### Task description
Write the records out again, keeping each line exactly as it is.

##### Data provided #####

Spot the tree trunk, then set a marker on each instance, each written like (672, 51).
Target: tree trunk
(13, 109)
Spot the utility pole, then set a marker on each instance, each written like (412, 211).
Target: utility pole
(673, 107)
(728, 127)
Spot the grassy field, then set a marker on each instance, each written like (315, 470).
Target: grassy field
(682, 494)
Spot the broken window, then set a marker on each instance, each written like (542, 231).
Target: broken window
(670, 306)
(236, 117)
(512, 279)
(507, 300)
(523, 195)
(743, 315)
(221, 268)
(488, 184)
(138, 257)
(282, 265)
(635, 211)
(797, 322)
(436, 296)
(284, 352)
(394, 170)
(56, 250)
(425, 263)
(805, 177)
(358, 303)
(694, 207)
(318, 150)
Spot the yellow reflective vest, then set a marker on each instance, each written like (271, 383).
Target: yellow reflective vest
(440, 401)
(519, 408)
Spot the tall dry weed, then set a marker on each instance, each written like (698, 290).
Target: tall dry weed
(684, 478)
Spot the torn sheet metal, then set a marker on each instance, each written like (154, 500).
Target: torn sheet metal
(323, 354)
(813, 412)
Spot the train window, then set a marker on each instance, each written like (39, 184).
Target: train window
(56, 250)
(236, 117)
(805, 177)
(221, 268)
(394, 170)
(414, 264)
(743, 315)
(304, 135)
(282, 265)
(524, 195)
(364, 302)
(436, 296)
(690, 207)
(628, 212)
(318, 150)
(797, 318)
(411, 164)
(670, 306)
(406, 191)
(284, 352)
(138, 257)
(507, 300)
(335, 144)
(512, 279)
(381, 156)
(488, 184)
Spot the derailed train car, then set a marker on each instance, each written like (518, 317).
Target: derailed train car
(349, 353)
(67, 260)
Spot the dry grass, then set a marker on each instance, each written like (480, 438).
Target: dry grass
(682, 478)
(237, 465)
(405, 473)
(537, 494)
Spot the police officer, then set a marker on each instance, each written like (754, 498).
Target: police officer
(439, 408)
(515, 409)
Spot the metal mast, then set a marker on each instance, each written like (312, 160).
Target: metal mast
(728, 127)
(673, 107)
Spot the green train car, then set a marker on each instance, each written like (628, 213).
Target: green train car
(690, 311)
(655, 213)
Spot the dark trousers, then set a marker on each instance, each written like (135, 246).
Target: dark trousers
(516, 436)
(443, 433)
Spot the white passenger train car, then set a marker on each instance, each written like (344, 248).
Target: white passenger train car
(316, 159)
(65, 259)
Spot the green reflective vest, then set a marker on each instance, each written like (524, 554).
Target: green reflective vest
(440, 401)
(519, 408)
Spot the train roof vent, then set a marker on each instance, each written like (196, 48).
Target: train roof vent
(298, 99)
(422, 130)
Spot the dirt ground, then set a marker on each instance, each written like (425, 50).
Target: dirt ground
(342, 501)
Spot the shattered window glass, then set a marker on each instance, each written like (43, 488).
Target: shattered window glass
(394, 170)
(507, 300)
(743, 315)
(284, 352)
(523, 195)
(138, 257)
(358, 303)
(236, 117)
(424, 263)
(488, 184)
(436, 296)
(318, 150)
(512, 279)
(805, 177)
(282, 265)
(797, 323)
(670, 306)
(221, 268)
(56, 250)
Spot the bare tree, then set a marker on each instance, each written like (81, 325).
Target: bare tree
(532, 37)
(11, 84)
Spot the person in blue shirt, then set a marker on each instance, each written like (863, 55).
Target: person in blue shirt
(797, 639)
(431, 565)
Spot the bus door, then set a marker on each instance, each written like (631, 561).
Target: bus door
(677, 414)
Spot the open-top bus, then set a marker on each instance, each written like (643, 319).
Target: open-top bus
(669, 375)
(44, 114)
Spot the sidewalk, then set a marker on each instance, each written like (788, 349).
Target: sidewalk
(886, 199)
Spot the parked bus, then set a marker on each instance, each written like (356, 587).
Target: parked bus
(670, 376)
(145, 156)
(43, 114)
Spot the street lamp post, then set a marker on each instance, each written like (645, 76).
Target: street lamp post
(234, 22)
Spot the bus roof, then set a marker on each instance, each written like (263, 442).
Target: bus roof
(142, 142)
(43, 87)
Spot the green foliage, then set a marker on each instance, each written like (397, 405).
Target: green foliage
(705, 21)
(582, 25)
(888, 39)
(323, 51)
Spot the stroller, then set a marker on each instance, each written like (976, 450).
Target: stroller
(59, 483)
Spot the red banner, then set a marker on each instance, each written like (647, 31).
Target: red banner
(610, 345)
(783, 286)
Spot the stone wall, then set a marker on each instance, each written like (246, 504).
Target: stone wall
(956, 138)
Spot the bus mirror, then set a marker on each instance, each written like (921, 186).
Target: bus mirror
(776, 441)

#####

### Answer to this exercise
Spot the tree trunk, then set a marker on each instance, each written like (672, 51).
Target: tree trunk
(13, 109)
Spot the utility pole, then set a marker on each instance, each written like (412, 211).
Target: utility pole
(673, 107)
(728, 127)
Spot the grassy field, then set a marker on each instance, each written like (315, 470).
Target: grassy field
(682, 494)
Spot the broken window, then set a marker on each instance, each written like (542, 231).
Target: broken window
(670, 306)
(236, 117)
(512, 279)
(507, 300)
(523, 195)
(743, 315)
(221, 268)
(488, 184)
(138, 257)
(282, 265)
(635, 211)
(797, 322)
(436, 296)
(284, 352)
(394, 170)
(56, 250)
(425, 263)
(805, 177)
(358, 303)
(694, 207)
(318, 150)
Spot the yellow reflective vest, then set a marker on each instance, each written like (271, 383).
Target: yellow reflective vest
(440, 401)
(519, 408)
Spot the tall dry weed, then set a marker on each instance, each written like (698, 290).
Target: tall dry weed
(684, 478)
Spot the torn sheet metal, then set a marker on each instance, each written like (154, 500).
Target: torn sheet metal
(323, 354)
(813, 412)
Spot the train window, then set a marker on each instance, each written like (39, 184).
Target: train window
(56, 250)
(236, 117)
(805, 177)
(221, 268)
(394, 170)
(414, 264)
(743, 315)
(304, 135)
(282, 265)
(524, 195)
(364, 302)
(436, 296)
(690, 207)
(628, 212)
(318, 150)
(797, 318)
(411, 164)
(670, 306)
(406, 191)
(284, 352)
(138, 257)
(507, 300)
(335, 144)
(512, 279)
(381, 156)
(488, 184)
Spot the derailed train car, then set a marker on each instance, each written like (518, 317).
Target: derailed train car
(349, 353)
(67, 260)
Spot the dry grass, then set a marker on each instance, each written like (480, 438).
Target: dry grass
(682, 478)
(237, 465)
(405, 473)
(537, 494)
Spot the police officer, then set a marker on each instance, each written like (754, 498).
Target: police officer
(439, 408)
(515, 409)
Spot the metal mast, then set a marker on each instance, each written like (312, 160).
Target: metal mast
(728, 127)
(673, 107)
Spot the green train car, then set a marker on each instance, each written like (628, 213).
Target: green train car
(690, 311)
(655, 213)
Spot the dark trousers, then set a marker on each instance, each written like (135, 246).
Target: dark trousers
(516, 436)
(443, 433)
Spot the white passenger train car, then set a marker on each instance, each written like (344, 248).
Target: white passenger train car
(316, 159)
(65, 259)
Spot the green reflective vest, then set a marker on each instance, each written like (524, 554).
Target: green reflective vest
(440, 401)
(519, 408)
Spot the train roof vent, then set a marker on each instance, each written like (196, 48).
Target: train roof vent
(298, 99)
(422, 130)
Spot the dirt ground, then set a marker on each instance, each written like (425, 50).
Target: dirt ground
(342, 501)
Spot the shattered window glass, then set a marker on each instance, each written like (43, 488).
Target: shattered window glass
(394, 170)
(507, 300)
(743, 315)
(284, 352)
(523, 195)
(138, 257)
(358, 303)
(236, 117)
(424, 263)
(488, 184)
(436, 296)
(318, 150)
(512, 279)
(805, 177)
(282, 265)
(797, 323)
(670, 306)
(221, 268)
(56, 250)
Spot the bare tree, then set a marker on each instance, each written like (81, 325).
Target: bare tree
(532, 37)
(11, 84)
Spot the person in blue shirt, then set a marker on each instance, each written like (863, 55).
Target: person in blue shirt
(797, 639)
(431, 565)
Spot the bus door, then set a marker on each instance, each written like (631, 561).
Target: bus door
(677, 414)
Spot the open-top bus, then set a marker on each instance, each written like (643, 319).
Target: open-top bus
(669, 375)
(44, 114)
Spot the sidewalk, then set a marker on each instance, each written like (788, 349).
Target: sidewalk
(886, 199)
Spot the parked bus, then set a marker on each instance, each written like (356, 587).
Target: parked bus
(670, 376)
(145, 156)
(43, 114)
Spot the street lamp post, then set a marker on each instance, each written like (645, 76).
Target: street lamp post
(234, 22)
Spot the bus roof, then set a marker on each instance, each written like (263, 442).
Target: bus roof
(142, 142)
(43, 87)
Spot the green foliage, then set a marker on each instance, each written like (397, 405).
Target: green foliage
(705, 21)
(582, 25)
(888, 39)
(323, 51)
Spot the stroller, then set a marker on each instance, each written like (976, 450).
Target: stroller
(59, 483)
Spot the red banner, then set a marker on each instance, each written like (647, 31).
Target: red banner
(610, 345)
(783, 286)
Spot the stone wall, then set a marker on each instance, each written like (246, 504).
Target: stone wall
(956, 138)
Spot the bus mirror, then set a marker on each instance, each written like (921, 186).
Target: bus mirror
(776, 441)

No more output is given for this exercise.